> _VORLIEGENDER TEXT_:
◆ ◆ ◆ ◆

Im Jahre 1303 zum Geburtstage Johannes dem Täufer, am 24. Juni, in der Verkaufsurkunde, wurde Warkstorf nachweislich erstmalig genannt.[Warickesdorpe] Mecklenburgisches Urkundenbuch Nr. 2873. Der ältere Namenszug deutet auf einen Personennamen. Den Ortsnamen gibt es nur einmal in Deutschland. 1306 Waresdorpe. Bedeutung: vranu (altslaw.)= schwarz, Rabe bzw. vrana=Krähe. Dorf des Varik.

Diesen Text zu schreiben, war erst möglich, als der Urkundentext aus dem Latein von
1303 in das Deutsch von 2003 übertragen vorlag. Dies geschah in Kooperation mit den Herren Prof. Dr. Martin Ahn (Hochschule Wismar), Reinhard Milde und Siegfried Liesenberg, letztere beide aus dem Rheinland.

Denn seit dem Westfälischen Frieden
(1648) gehörten etliche Dörfer hier in der Gegend, auch Warkstorf, zur schwedischen Krone. Wie unheimlich gross muss damals die Aufbruchstimmung gewesen sein?! Go Ost, go Ost sagten sich die Menschen im Rheinland und Niedersachsen und brachten die Plattdeutsche Sprache mit. Denn in den Landen westlich der Elbe herrschte Überbevölkerung. Man litt an physischem Hunger.

Der Vertrag wurde, zeitgemäss, im Namen des Herren (Gottes) vom Vertragsausführenden eingeleitet. In diesem Fall musste er auch um die Erlaubnis seiner Mutter bitten. Der Vater, Herzog Heinrich I. von Mecklenburg, hatte sich für 15 Jahre auf eine Pilgerreise nach Jerusalem begeben.

◆ ◆ ◆ ◆

> _ZU ERLEDIGEN_:
[a] Gib den Text über Warkstorf wortgetreu wieder, alles von „Im Jahre 1303“ bis hinunter zu „aus dem Rheinland.“.
[b] Führe den Text über die Geschichte von Warkstorf ab seinem letzten Satz weiter.
Die Datensätze spielen hierfür keine Rolle.

◆ ◆ ◆ ◆

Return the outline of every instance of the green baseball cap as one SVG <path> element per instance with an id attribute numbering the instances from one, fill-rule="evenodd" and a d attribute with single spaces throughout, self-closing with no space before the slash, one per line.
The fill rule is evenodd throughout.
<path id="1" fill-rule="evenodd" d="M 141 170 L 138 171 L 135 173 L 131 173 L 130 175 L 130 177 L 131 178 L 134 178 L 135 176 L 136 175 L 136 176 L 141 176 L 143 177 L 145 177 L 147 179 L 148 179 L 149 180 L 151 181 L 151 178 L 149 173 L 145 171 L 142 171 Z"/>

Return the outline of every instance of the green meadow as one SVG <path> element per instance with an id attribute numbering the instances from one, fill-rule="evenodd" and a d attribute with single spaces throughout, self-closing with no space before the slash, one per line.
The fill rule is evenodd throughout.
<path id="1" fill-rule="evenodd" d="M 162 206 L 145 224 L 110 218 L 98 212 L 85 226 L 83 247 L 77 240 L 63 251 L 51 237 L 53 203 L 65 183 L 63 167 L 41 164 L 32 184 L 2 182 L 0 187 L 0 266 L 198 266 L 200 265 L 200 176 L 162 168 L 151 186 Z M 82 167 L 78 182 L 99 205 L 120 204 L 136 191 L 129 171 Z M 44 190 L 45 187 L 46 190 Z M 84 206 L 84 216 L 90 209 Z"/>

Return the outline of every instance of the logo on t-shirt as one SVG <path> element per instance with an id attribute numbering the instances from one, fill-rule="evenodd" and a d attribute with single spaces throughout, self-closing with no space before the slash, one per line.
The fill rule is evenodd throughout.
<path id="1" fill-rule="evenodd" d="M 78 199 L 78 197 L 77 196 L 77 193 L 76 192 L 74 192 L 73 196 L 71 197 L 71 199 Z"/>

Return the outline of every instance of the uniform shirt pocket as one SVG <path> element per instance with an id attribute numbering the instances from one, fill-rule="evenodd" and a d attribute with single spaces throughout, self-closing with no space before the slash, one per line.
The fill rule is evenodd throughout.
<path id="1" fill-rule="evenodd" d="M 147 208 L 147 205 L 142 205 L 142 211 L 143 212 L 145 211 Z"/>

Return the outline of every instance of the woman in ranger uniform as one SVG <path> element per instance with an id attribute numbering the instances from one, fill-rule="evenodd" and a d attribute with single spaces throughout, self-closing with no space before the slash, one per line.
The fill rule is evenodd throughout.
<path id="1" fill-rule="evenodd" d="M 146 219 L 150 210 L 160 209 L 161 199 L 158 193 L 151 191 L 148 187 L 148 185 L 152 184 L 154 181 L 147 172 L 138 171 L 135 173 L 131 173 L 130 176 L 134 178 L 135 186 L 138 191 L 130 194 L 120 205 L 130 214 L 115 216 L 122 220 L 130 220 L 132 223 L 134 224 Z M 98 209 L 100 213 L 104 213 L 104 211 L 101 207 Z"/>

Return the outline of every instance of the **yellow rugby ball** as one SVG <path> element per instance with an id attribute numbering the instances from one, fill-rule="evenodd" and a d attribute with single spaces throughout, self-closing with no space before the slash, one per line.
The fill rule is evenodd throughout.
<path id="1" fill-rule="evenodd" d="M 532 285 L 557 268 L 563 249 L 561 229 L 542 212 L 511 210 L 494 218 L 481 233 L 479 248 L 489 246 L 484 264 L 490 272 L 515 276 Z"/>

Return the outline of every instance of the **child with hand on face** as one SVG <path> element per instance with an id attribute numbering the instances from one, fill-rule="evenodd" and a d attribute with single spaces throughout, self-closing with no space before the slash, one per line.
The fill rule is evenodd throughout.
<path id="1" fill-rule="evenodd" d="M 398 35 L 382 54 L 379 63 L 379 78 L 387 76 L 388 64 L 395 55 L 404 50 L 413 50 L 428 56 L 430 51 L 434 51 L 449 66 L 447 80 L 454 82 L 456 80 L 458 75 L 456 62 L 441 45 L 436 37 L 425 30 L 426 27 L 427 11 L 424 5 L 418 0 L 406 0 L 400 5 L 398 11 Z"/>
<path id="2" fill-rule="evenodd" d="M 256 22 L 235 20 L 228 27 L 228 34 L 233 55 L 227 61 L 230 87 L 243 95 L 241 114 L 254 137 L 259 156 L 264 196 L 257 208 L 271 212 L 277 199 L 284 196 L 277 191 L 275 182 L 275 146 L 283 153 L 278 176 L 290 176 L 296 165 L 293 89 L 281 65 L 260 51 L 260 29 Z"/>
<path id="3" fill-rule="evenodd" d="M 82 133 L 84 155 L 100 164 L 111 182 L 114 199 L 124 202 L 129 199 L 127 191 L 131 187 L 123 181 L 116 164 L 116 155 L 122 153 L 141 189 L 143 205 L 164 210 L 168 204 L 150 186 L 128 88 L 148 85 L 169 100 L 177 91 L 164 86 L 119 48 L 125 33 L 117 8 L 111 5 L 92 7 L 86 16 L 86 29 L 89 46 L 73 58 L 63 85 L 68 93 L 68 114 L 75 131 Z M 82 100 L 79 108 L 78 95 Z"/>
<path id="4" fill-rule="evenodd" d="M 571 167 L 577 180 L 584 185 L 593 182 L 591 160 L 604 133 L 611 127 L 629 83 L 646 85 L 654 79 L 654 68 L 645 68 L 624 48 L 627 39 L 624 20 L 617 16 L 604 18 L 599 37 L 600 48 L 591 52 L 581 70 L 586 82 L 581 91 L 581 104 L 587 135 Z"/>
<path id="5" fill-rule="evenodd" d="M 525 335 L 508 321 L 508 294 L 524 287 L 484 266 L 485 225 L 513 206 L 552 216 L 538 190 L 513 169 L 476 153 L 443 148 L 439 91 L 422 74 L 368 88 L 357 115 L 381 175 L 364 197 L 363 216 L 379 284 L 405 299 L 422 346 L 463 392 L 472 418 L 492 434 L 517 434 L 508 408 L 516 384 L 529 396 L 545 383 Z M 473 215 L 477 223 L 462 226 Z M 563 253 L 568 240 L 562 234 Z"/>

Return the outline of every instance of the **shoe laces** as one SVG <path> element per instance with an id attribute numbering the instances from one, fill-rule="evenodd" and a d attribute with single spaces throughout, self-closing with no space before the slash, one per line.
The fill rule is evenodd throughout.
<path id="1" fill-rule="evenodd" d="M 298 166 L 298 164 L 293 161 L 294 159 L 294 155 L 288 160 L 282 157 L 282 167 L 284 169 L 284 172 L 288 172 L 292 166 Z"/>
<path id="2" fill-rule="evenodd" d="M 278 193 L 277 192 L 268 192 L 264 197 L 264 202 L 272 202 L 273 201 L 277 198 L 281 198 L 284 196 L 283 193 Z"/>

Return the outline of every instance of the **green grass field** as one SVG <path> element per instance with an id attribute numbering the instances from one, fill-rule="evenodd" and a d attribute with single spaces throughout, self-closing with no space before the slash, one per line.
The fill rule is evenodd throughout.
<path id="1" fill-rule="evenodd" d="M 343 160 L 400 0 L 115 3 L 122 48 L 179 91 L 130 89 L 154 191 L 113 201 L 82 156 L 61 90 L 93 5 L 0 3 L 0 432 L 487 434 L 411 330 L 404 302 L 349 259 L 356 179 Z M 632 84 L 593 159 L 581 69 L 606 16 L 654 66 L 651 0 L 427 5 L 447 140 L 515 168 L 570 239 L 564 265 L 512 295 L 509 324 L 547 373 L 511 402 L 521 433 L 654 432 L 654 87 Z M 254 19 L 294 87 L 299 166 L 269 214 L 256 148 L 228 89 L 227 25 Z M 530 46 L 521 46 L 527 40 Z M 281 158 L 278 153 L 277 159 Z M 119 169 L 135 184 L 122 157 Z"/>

◆ ◆ ◆ ◆

> _DIE ERGEBNISSE_:
[a]
Im Jahre 1303 zum Geburtstage Johannes dem Täufer, am 24. Juni, in der Verkaufsurkunde, wurde Warkstorf nachweislich erstmalig genannt.[Warickesdorpe] Mecklenburgisches Urkundenbuch Nr. 2873. Der ältere Namenszug deutet auf einen Personennamen. Den Ortsnamen gibt es nur einmal in Deutschland. 1306 Waresdorpe. Bedeutung: vranu (altslaw.)= schwarz, Rabe bzw. vrana=Krähe. Dorf des Varik.

Diesen Text zu schreiben, war erst möglich, als der Urkundentext aus dem Latein von
1303 in das Deutsch von 2003 übertragen vorlag. Dies geschah in Kooperation mit den Herren Prof. Dr. Martin Ahn (Hochschule Wismar), Reinhard Milde und Siegfried Liesenberg, letztere beide aus dem Rheinland.

[b]
In den Jahren danach, bis
1342, kam es mindestens zu 13 Verkäufen. Meist blieb das Dorf in kirchlicher Hand, bis in unsere Zeit (1945) hinein. 1327 stiftete der Klerus für die Haltung des Festes Conceptiones Mariae (Mariä Empfängnis), in den Dörfern Warickesdorpe und Rosenow, jährlich einen mittleren Geldbetrag. Zu Anfang der Reformation Luthers versuchte der Landesherr sich auch am kirchlichen Besitz gutzutun. Aber von diesem Dorf ließ er alsbald wieder ab.

Schlimm für die Menschen war die Zeit des 30-jährigen Krieges (1618-1648), der sich im Sommer
1627 in Wismars Umgebung einnistete. Was auch immer mit einer Verwüstung der umliegenden Ortschaften einher ging.
Nach dem grossen Krieg erwachte die Gier erneut. So ging es oft hin und her. Im Ort selber konnte sich kein Wohlstand etablieren. Wer gedenkt schon für einen unbekannten Pachtnachfolger einen Prachtbau hinzusetzen. Noch bedrückender für die Katen. Aus späteren Aufzeichnungen geht eine Pachtlaufzeit von 21 Jahren hervor. Man sieht es besonders jetzt an dem heute ältesten Gebäude (Baujahr 1695), da das zerfallene Wohnhaus (Gutsherrenhaus) seine Bausubstanz freilegt.

1769 stritt der amtierende Pächter Georg Hinrich Göttmann vor das schwedische Tribunal mit einem Viehhändler aus Braunschweig um die Bezahlung von 20 Kühen. Man beachte für die damaligen Wegeverhältnisse die recht grosse Entfernung.
Eine etwas andere Wirtschaftsart scheint auf Gut Warkstorf ab dem Jahr
1809 mit dem erst 27-jährigen Pächter Ludwig Georg Unruh in Gang zu kommen. Es scheint, er war ein hellwaches Bürschlein.
Der höheren Erträge wegen entwässerte der Besitzer von Gut Schmakenthin einen Bruch auf Warkstorfer Gebiet. Es kam zum Vergleich, nach dem Schmakenthin einen Geldbetrag als Schadensbegleichung jährlich zu zahlen hatte und mit Leuteeinsatz zu festgelegten Jahreszeiten die Gräben auf Warkstorfer Feldmark vom Grienen (Teich) durch den grossen Dampel (Teich) bis zu einem weiteren Teich, die Marsch genannt, zu reinigen hatte.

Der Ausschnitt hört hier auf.